How many lines in the data below contain the string "xmin"? Reply with the number alone.

SUPPLIED RECORDS:
--- START ---

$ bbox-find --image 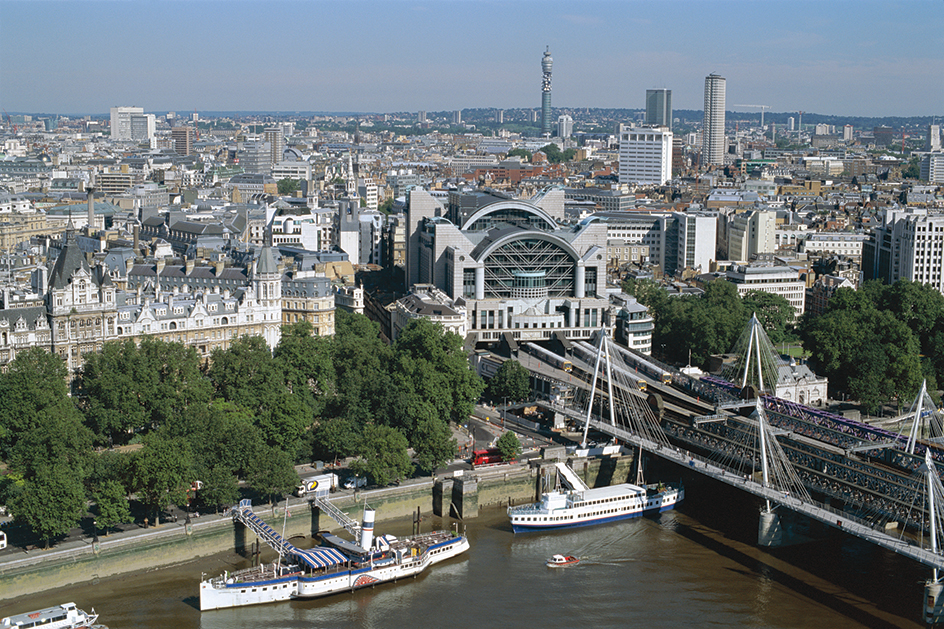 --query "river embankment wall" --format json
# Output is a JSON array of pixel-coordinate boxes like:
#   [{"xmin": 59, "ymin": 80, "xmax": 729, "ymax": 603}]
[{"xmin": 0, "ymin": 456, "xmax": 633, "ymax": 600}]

--- END ---
--- START ---

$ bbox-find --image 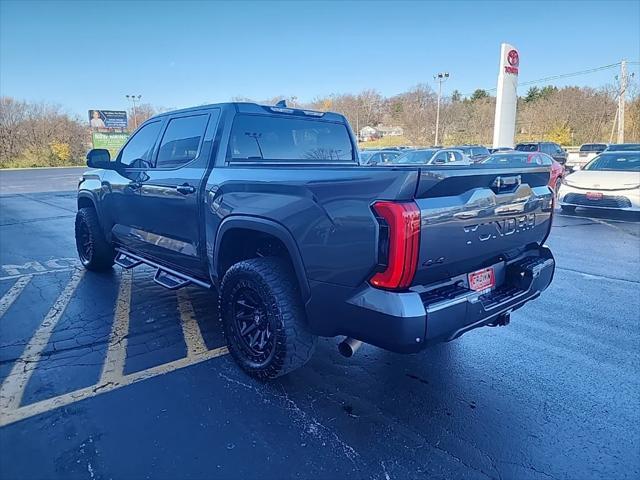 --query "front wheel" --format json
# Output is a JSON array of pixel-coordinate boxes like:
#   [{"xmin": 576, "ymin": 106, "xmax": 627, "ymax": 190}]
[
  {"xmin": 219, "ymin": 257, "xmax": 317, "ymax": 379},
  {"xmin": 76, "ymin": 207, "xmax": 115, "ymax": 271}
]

--- END ---

TASK ANSWER: 5